- _TASK PROMPT_
Carry on the post about riding trains across Japan, shown below, from where it ends.

══ PAGE

Photography #2
Trains in Motion
We rode on so many trains this past week! We took the Shinkansen (high-speed rapid transit) south from Hokkaido to Sendai, then shuttled back and forth between Sendai and Tokyo multiple times, and relied on local rail transit daily in each city. Across all of it, Japan’s train system proved itself efficient, clean, and remarkably dependable.
Emily and I also demonstrated our reliable talent for arriving at the exact last moment—a skill we both honed in airports during our consulting days. On one trip, we were especially behind schedule and had to choose between two platforms. Fortunately, my “educated” guess paid off.
For this week’s photo theme, “Trains in Motion,” I set out to capture motion blur as trains pulled into stations and thundered past on elevated tracks. The results, however, fell short of what I had envisioned. I am happy with the photos of stationary trains and their colorful faces but there is still more technique I can learn here.
To keep the front of a train sharp while the rest blurs, you have to pan smoothly with its movement—something far more difficult in practice than in theory. It is a technique I will have to revisit.
Our train journey back from Hokkaido began at Oshamambe Station, a small, out-of-the-way town that sees more traffic in summer thanks to nearby surfing beaches which is hard to imagine now, buried under snow.
Ski towns like Niseko thrum with life in the early morning as boarders race out to catch the early morning powder runs. This morning in Oshamambe, there was a tangible stillness. The sound of crows cawing in the background were the only noise that broke the quiet air. Lazily, cars would meander down the one main road in front of the station. As I strolled to the nearby bento shop, I passed closed shopfronts and shuttered windows.
From here, we transferred to the local line that carried us from Niseko to Shin-Hakodate. Shin-Hakodate is where the Shinkansen connects Hokkaido to the rest of Japan. A roughly 50-kilometer underwater tunnel links the island to Honshu, enabling high-speed travel between the two. Japan is currently extending the Shinkansen north to Sapporo, a massive infrastructure project that, by some estimates, may not be completed until 2035–2040.

════
══ ENTRIES SUPPLIED

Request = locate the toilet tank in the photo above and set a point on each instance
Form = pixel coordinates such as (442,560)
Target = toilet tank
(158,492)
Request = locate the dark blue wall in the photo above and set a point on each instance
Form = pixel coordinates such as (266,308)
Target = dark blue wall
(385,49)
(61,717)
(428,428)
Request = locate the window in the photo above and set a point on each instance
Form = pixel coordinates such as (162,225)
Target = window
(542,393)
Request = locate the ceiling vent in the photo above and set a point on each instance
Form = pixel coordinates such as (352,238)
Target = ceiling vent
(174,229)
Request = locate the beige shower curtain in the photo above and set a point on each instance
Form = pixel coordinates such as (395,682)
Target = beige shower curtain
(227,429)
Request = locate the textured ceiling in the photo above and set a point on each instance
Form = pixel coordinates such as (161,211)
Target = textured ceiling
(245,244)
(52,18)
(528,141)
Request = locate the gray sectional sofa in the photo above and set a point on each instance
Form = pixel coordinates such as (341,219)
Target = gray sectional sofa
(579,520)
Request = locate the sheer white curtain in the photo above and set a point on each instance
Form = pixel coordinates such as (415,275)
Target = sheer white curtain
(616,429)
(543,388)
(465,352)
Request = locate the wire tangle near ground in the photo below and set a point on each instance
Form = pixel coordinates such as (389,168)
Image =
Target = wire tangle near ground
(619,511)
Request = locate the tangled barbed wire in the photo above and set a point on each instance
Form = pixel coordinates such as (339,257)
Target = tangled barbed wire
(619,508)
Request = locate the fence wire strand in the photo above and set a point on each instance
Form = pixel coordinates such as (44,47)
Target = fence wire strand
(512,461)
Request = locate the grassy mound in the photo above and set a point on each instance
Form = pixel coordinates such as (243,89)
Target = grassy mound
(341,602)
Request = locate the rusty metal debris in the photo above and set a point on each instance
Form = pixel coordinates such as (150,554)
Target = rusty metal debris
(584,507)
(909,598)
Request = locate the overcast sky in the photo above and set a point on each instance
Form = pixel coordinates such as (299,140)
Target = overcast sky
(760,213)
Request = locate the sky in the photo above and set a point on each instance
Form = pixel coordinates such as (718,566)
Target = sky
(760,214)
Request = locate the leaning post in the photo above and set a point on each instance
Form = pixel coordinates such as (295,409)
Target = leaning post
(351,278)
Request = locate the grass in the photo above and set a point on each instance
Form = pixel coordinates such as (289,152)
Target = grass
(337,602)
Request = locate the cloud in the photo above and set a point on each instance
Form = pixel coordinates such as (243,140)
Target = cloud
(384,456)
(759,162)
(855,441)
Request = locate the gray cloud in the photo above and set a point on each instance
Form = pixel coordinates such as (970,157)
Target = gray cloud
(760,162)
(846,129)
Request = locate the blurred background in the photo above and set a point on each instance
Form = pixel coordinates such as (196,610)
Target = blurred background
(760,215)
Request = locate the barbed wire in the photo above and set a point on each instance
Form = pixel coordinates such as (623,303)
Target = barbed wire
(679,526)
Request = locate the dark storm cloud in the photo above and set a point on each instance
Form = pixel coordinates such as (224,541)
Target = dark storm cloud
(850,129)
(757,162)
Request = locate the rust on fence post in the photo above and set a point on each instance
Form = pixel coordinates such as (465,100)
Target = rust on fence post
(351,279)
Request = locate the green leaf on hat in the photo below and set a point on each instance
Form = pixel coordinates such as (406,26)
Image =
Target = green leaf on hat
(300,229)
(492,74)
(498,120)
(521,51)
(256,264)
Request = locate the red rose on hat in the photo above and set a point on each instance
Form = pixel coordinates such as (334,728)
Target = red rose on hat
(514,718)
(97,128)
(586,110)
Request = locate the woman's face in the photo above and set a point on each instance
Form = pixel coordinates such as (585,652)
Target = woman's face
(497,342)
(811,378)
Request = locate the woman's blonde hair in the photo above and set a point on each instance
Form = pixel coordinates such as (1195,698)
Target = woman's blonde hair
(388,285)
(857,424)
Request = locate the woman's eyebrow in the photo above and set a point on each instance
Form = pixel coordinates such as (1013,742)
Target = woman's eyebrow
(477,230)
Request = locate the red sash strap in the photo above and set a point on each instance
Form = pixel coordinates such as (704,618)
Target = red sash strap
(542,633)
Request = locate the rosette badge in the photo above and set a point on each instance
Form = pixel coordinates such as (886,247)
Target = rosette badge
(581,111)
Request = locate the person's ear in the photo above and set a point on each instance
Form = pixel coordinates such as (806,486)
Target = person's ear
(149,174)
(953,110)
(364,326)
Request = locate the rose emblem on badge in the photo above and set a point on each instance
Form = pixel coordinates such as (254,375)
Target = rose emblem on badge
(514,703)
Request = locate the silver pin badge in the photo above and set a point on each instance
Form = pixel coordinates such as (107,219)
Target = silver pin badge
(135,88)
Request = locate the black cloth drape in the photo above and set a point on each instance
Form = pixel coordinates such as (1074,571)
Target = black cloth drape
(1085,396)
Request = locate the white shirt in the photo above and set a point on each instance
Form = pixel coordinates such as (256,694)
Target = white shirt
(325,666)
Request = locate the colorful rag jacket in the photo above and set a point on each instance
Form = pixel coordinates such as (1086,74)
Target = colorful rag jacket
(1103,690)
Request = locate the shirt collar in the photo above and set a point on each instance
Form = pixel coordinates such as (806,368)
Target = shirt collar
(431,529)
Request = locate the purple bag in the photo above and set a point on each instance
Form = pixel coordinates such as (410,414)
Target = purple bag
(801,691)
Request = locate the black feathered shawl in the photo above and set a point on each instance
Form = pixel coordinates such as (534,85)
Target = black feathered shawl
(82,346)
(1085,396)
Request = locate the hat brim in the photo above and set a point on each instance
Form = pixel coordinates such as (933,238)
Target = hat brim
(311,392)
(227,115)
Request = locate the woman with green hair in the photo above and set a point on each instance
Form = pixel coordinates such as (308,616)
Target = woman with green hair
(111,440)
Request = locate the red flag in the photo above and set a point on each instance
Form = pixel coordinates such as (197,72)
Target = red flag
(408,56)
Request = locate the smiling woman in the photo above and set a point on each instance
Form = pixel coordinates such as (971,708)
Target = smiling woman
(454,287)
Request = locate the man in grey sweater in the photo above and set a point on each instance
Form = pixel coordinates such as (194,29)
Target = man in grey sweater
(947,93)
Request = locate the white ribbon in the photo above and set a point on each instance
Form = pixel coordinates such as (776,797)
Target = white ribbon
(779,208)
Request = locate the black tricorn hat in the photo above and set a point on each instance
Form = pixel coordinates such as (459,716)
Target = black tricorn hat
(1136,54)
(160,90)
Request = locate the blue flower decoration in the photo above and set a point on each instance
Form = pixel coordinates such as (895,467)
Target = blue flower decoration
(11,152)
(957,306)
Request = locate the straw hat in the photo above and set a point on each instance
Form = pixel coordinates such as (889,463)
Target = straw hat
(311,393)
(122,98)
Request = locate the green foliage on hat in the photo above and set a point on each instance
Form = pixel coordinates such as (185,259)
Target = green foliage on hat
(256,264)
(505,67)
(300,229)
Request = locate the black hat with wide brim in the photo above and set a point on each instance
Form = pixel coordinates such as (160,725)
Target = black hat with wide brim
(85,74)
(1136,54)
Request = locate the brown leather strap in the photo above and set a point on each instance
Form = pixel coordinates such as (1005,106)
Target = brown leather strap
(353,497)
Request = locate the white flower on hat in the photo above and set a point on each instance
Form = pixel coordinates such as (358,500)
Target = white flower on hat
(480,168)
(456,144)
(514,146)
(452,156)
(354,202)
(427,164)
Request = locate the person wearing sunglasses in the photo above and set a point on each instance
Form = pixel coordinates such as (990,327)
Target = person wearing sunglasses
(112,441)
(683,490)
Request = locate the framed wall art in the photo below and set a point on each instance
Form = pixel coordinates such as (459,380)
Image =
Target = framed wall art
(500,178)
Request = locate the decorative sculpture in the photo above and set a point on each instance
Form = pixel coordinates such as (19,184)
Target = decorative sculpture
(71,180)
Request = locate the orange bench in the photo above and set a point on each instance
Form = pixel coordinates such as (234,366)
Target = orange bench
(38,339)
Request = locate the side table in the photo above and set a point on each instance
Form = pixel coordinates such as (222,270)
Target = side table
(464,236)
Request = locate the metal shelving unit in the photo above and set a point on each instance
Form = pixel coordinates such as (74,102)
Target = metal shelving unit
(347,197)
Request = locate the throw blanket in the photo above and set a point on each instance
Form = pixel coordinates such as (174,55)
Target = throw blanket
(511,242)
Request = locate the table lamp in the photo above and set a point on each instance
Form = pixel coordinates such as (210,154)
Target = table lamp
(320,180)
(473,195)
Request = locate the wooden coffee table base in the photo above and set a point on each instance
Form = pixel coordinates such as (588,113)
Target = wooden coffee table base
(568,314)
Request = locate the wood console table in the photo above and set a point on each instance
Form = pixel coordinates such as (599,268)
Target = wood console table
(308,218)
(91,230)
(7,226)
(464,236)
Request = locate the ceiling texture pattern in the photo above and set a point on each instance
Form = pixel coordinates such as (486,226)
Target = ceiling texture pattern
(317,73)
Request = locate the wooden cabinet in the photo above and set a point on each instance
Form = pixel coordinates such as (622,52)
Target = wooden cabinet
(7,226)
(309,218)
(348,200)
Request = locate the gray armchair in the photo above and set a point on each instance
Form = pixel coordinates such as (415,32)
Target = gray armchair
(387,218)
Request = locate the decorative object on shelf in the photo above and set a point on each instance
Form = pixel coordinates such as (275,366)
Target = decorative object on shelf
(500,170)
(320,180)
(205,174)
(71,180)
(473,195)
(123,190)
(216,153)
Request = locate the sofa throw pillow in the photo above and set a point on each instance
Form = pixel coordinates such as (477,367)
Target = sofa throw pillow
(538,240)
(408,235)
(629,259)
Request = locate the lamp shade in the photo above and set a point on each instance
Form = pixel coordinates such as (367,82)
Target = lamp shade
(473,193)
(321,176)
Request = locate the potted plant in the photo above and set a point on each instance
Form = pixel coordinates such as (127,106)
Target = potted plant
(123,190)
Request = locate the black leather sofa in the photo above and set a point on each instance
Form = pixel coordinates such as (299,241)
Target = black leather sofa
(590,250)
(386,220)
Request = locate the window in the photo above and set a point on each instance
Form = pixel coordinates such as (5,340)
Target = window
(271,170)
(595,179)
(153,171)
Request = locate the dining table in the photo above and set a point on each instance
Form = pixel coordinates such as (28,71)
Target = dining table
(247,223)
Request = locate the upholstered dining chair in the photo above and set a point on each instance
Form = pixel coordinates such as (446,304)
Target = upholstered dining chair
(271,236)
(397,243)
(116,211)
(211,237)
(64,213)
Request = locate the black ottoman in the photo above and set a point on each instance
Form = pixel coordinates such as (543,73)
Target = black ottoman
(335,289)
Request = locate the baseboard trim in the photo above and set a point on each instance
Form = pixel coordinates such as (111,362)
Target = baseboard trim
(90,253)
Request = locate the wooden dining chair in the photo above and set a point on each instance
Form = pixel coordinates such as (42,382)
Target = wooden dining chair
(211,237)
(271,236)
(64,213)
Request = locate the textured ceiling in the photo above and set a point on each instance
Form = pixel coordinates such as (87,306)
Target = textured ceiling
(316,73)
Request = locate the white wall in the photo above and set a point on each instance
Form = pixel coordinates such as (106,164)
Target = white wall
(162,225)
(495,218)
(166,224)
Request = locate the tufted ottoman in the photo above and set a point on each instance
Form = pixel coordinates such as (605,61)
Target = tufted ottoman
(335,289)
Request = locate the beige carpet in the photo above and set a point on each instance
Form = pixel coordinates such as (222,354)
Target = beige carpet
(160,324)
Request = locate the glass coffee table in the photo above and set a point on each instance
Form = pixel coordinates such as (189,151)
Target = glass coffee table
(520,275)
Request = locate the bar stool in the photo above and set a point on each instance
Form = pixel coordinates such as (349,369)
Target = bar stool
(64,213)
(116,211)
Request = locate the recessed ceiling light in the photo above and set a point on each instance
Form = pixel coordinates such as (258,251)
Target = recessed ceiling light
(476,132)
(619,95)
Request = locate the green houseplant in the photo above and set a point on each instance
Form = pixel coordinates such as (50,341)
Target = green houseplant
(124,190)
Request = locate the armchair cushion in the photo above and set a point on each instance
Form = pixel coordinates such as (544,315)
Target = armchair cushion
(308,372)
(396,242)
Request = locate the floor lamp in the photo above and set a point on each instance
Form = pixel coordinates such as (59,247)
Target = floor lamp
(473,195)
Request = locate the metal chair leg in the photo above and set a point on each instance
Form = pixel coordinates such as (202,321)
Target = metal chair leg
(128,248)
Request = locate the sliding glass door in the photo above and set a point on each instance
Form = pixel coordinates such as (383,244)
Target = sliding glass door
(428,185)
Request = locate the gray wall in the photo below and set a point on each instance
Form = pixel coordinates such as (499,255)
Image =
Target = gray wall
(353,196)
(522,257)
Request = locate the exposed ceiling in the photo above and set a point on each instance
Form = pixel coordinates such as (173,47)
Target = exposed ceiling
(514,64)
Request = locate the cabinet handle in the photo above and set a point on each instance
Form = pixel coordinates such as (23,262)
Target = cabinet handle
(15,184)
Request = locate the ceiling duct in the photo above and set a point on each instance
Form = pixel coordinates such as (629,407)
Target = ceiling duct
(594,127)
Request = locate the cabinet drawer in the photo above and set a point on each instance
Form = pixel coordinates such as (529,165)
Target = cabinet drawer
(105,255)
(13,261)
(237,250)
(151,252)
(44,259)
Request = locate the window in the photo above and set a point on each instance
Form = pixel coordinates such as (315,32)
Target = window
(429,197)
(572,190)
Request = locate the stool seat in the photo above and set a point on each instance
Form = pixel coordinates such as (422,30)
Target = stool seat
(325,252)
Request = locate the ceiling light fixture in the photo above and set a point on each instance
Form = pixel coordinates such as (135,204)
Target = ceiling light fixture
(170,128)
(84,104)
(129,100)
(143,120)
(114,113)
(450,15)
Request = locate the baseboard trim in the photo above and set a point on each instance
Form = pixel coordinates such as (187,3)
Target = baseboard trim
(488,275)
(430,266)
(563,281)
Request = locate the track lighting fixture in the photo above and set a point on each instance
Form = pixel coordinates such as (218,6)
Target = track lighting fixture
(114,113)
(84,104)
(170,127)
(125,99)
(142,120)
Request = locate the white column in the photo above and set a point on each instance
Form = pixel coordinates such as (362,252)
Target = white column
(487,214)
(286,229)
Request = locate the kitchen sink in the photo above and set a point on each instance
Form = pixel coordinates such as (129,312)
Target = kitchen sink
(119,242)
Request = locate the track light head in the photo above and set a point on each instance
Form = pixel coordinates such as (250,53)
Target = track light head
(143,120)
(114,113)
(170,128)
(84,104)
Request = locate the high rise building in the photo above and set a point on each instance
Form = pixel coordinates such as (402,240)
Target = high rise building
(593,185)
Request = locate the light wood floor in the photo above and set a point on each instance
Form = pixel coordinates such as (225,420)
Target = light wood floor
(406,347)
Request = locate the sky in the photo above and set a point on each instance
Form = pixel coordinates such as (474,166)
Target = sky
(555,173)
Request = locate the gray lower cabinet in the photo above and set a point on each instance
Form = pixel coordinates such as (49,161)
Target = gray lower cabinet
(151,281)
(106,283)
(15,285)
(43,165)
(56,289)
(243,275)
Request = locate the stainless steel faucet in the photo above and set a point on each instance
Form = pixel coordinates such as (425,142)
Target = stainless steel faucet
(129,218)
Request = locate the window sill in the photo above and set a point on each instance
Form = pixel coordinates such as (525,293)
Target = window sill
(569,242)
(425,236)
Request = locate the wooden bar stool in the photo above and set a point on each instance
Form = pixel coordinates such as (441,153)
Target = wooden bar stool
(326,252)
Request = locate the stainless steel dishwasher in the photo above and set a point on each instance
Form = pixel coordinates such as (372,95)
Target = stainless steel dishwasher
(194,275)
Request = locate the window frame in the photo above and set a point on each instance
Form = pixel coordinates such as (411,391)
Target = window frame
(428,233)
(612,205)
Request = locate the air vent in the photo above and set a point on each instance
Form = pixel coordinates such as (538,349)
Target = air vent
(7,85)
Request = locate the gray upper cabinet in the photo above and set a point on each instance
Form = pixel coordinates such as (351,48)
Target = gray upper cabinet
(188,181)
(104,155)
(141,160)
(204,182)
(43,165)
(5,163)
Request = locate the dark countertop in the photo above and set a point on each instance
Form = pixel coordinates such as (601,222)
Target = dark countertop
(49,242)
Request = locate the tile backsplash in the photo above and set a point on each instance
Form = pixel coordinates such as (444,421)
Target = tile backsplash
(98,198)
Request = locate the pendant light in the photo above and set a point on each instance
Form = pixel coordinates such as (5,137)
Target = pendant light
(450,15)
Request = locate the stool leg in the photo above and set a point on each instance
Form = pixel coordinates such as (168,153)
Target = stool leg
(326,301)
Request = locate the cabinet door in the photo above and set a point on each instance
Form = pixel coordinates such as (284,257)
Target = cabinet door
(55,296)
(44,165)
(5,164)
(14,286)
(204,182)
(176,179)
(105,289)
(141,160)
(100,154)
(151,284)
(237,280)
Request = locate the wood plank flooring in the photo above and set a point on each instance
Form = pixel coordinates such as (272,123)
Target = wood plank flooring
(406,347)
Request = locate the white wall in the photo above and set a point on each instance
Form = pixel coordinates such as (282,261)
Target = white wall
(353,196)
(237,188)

════

- _ANSWER FOR THE TASK_
~ Haiku Break ~
Unknown faces blur
Metal capsules slice through air
Gateways to explore
In Sendai, we stayed outside the city in a small town called Shiogama. There was no major station, just an outdoor platform with worn chairs where we waited in the brisk air for the next train to roll in. It stood in stark contrast to Tokyo’s vast stations and Sendai’s main hub, with its sprawling mall complex built directly above the tracks.
Local trains tracks stretch above ground towards the farther reaches of the line, allowing sunlight through the windows during the day or views of the twinkling skyline at night. As these tracks converge on the city center, they dive underground, speeding through a network of dark, intertwining tunnels of various crisscrossing train lines. Bright station lights burst through the windows as trains enter a clean platform, passengers exiting to merge into the hustle of commuters transferring lines.
Most days, we took the train into the city around midday to work at a café or explore the downtown malls. In the evenings, we rode home alongside commuters returning from long workdays. The trains moved in near silence, the cars filled with people plugged into their phones. Heated seats made for prime real estate.
~ A personal aside on public transit ~
Why does Japan possess such strong public transit infrastructure?
I reflect on this question daily as I experience the contrast between Japan and the US. Riding transit in Chicago feels fundamentally different. I enjoy taking the trains in Tokyo in a way that I am not sure I could ever see myself enjoying in Chicago. There are real missed opportunities in US public transit that could make our cities much more livable and affordable.
I have arrived at three working hypotheses for what has led to the big gap in experience, although I am sure there are easily many more drivers beyond this list for the disparity.
Japan has a significantly higher number of daily commuters.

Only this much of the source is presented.